** To be done **
1) Answer these questions from the DAGCombiner pull request text, one answer per line, marked like the questions:
(a) What expression gives the offset to the base address?
(b) What is added at the end to restore the trailing zero bits?
(c) What was the X86 test modified to keep?
2) Transcribe the DAGCombiner pull request text word for word, from "topperc · 2024-02-01T21:22:25Z" up to and including "with a shl.".

** Source text **
[DAGCombiner][ARM] Teach reduceLoadWidth to handle (and (srl (load), C, ShiftedMask)) #80342

topperc · 2024-02-01T21:22:25Z

If we have a shifted mask, we may be able to reduce the load width
to the width of the non-zero part of the mask and use an offset
to the base address to remove the srl. The offset is given by
C+trailingzeros(ShiftedMask).

Then we add a final shl to restore the trailing zero bits.

I've use the ARM test because that's where the existing (and (srl (load))) tests were.

The X86 test was modified to keep the H register.

…and (srl (load X), C), ShiftedMask). NFC We may be able to reduce the width of the load to remove the and+srl by replacing them with a shl.

…C, ShiftedMask)) If we have a shifted mask, we may be able to reduce the load width to the width of the non-zero part of the mask and use an offset to the base address to remove the srl. The offset is given by C+trailingzeros(ShiftedMask). Then we add a final shl to restore the trailing zero bits. I've use the ARM test because that's where the existing (and (srl (load))) tests were. The X86 test was modified to keep the H register.

** Entries shown **
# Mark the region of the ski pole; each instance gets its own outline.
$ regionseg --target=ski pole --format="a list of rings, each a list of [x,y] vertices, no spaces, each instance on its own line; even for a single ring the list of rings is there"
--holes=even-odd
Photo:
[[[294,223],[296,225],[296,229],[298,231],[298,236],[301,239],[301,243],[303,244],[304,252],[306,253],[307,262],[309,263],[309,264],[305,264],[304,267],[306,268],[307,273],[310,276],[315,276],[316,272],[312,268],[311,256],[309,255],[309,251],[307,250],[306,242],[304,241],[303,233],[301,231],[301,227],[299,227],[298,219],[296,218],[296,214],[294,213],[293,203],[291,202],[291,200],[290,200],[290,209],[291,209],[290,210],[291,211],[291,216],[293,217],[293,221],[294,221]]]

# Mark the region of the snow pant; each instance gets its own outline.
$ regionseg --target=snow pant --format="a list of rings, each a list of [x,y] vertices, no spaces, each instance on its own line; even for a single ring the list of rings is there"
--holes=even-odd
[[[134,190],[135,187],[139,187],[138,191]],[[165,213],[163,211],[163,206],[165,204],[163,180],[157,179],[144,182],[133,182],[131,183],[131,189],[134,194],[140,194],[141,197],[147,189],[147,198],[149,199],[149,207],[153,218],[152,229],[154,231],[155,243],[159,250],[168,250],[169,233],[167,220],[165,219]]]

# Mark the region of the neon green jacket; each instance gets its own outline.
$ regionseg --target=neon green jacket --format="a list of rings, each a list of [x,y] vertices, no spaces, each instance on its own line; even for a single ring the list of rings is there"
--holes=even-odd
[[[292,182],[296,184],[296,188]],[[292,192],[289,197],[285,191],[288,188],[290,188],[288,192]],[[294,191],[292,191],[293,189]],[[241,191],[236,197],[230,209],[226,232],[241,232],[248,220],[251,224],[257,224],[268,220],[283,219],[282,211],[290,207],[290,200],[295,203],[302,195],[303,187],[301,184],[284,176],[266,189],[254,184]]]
---
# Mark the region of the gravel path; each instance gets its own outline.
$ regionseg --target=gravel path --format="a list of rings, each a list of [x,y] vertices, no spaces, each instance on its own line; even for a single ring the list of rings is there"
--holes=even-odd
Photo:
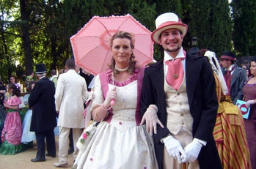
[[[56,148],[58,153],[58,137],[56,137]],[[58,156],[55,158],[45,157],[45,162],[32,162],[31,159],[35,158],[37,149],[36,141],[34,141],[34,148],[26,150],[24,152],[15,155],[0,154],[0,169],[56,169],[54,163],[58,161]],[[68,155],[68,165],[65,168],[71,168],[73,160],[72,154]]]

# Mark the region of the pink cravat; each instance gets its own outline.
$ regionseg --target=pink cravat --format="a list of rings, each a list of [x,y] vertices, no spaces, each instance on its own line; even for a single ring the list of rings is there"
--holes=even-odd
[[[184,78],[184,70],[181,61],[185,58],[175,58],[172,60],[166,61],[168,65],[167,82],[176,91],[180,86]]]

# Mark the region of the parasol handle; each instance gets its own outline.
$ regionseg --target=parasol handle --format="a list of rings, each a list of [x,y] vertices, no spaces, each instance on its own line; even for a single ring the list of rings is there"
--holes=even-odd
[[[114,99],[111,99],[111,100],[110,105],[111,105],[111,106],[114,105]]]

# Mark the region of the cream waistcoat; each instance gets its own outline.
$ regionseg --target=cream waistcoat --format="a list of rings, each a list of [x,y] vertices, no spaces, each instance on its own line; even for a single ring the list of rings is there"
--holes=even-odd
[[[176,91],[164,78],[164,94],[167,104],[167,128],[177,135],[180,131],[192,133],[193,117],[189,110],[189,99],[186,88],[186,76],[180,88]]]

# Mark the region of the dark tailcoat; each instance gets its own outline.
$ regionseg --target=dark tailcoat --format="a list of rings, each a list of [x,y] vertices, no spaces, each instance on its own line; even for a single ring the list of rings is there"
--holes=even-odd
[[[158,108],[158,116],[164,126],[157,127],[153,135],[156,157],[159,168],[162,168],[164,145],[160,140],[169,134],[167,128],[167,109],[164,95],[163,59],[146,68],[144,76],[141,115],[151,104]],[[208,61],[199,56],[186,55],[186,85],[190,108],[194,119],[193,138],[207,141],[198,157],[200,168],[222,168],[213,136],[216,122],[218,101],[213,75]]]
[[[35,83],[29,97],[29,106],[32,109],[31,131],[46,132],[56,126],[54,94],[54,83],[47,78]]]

** Solutions to the tasks **
1)
(a) C+trailingzeros(ShiftedMask)
(b) A final shl
(c) The H register

2)
topperc · 2024-02-01T21:22:25Z

If we have a shifted mask, we may be able to reduce the load width
to the width of the non-zero part of the mask and use an offset
to the base address to remove the srl. The offset is given by
C+trailingzeros(ShiftedMask).

Then we add a final shl to restore the trailing zero bits.

I've use the ARM test because that's where the existing (and (srl (load))) tests were.

The X86 test was modified to keep the H register.

…and (srl (load X), C), ShiftedMask). NFC We may be able to reduce the width of the load to remove the and+srl by replacing them with a shl.